++++ Provided data ++++
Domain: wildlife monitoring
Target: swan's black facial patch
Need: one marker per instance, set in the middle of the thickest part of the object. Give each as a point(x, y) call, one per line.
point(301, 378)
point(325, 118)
++++
#### Instructions to follow:
Reproduce every one of the rows above word for word, with nothing changed.

#### Exercise answer:
Domain: wildlife monitoring
Target: swan's black facial patch
Need: one marker per instance, set in the middle of the thickest part of the object. Give each as a point(x, y) call, one per line.
point(301, 378)
point(325, 118)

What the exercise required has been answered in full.